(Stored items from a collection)
------------------------------------

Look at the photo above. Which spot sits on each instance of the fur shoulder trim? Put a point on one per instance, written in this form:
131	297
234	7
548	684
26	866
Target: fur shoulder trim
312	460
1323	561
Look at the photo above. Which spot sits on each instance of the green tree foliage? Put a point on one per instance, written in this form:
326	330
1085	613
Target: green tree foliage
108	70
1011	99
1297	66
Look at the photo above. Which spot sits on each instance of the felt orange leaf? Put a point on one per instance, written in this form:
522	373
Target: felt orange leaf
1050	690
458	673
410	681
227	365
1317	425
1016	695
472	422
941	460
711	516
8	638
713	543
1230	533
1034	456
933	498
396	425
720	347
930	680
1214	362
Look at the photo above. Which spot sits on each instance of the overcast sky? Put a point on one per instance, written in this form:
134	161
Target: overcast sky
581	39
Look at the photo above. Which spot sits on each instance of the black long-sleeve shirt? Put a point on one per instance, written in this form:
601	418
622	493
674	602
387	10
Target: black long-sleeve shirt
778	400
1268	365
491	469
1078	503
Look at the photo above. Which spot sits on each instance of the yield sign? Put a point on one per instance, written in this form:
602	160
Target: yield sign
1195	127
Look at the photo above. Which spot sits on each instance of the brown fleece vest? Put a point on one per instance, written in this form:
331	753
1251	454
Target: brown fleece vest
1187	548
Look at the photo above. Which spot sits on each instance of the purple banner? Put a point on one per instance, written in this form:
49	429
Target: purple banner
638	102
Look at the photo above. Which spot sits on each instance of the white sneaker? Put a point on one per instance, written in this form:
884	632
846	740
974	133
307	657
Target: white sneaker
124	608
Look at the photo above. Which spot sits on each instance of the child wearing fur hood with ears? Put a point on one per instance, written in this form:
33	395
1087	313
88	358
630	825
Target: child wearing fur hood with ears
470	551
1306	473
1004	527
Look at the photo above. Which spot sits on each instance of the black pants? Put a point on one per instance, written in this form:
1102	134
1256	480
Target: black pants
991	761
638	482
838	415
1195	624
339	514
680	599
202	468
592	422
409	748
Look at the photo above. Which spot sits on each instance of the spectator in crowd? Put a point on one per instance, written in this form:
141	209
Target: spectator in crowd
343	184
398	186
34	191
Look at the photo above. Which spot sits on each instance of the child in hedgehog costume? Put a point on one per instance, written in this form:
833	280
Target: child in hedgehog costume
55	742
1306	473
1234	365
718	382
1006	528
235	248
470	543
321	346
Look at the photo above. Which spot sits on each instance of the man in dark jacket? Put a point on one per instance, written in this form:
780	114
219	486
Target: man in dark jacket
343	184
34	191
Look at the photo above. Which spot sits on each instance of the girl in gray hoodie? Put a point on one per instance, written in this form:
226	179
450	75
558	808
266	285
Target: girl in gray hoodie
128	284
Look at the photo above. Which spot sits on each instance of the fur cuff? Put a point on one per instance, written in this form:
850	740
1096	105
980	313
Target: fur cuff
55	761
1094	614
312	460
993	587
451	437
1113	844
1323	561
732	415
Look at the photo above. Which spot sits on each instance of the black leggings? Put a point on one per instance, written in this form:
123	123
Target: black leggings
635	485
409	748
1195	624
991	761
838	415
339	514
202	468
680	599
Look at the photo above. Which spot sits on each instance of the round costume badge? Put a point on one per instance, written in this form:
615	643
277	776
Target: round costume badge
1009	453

------------------------------------

§ **Action item**
All of the records above need to be printed again exactly as they appear.

§ **Finished task**
Look at the photo above. Which spot sits on each instance of the fur shoulder trim? Put a point on one per instance, written in this form:
131	297
234	7
548	684
26	866
Target: fur shoulder trim
312	460
1323	561
Look at the photo above. Which spot sits on each instance of the green tree foliage? Put a point on one per instance, written in this form:
326	330
1085	613
Target: green tree foliage
108	70
1011	99
1297	66
Look at the photo above. Which spot sits on each instance of the felt orange leaf? Put a point on one per instance, written in this form:
522	373
Target: felt orange leaf
1050	690
458	673
410	681
227	365
1317	425
1016	695
472	422
941	460
711	516
8	638
713	543
1230	533
1034	456
933	498
396	425
720	347
930	680
1214	362
Look at the photo above. Which spot sits on each instance of the overcast sky? Put a point on one per instance, written in this form:
134	161
Target: overcast sky
581	39
Look at the photo above. Which spot sits on each instance of the black long-sleeve shirt? Put a point on one per instance, written in this form:
601	418
622	493
674	602
387	10
Target: black long-sleeve shirt
778	400
1268	365
491	469
1078	503
Look at the photo above. Which spot sits on each instance of the yield sign? Put a point on one per instance, written in this form:
602	160
Target: yield sign
1195	127
Look at the photo above. Which spot sits on each instance of the brown fleece vest? Put a point on one per instance, written in this form:
331	753
1251	454
Target: brown fleece vest
1187	548
Look at the photo above. Which spot sits on each instance of the purple banner? Put a point on one per instance, written in this form:
49	429
Target: purple banner
638	102
Look at the photo above. Which spot sits on each instance of the white sneaker? Put a point on one per instance, written in this form:
884	632
846	740
974	133
307	657
Target: white sneaker
124	608
Look at the photo above. Which spot sits on each instance of the child wearing fur hood with ears? Put a point on one per instance, written in this form:
33	395
1087	313
88	358
630	825
Target: child wearing fur hood with ears
470	551
1306	473
1004	527
Look at the photo above. Which spot sits on each instance of the black pants? Put a point on one per instance, written in this form:
1102	134
1256	480
Target: black pants
991	761
638	482
838	415
1195	624
339	514
680	599
202	468
592	422
409	748
Look at the photo above. Which spot sits on each instance of the spectator in crowd? Put a point on one per instance, written in this form:
141	209
Target: spectator in crowd
343	184
398	186
34	191
Look at the photo above. Which spot sits on each instance of the child in hedgehog costume? Put a point on one per instance, written in this form:
833	280
Target: child in hedgehog costume
55	742
1306	473
1234	365
718	382
1006	528
235	248
470	543
321	346
Look at the photo above. Which spot sits on each instance of the man in dark jacket? Put a point on one per instance, written in this form:
780	114
219	486
Target: man in dark jacket
343	184
34	191
Look at the photo above. Which spot sits on each instance of the girl in gray hoodie? Put a point on one per instance, written in this form:
226	179
450	75
558	808
266	285
Target: girl in gray hoodie
128	284
Look at the photo above. Which spot sits on each instance of the fur cuff? Put a point on one per instance, written in this form:
850	740
1096	105
980	313
Target: fur cuff
55	761
1094	614
312	460
993	587
451	437
1113	844
1323	561
732	415
Look at the photo above. Which spot sits on each instance of the black leggings? Put a point on one per instance, written in this form:
123	123
Target: black leggings
635	485
409	748
1195	624
991	761
838	415
339	514
202	468
680	599
Look at the photo above. Which spot sits on each instance of the round costume badge? Put a point on one per instance, written in this form:
615	643
277	776
Target: round costume badge
1009	453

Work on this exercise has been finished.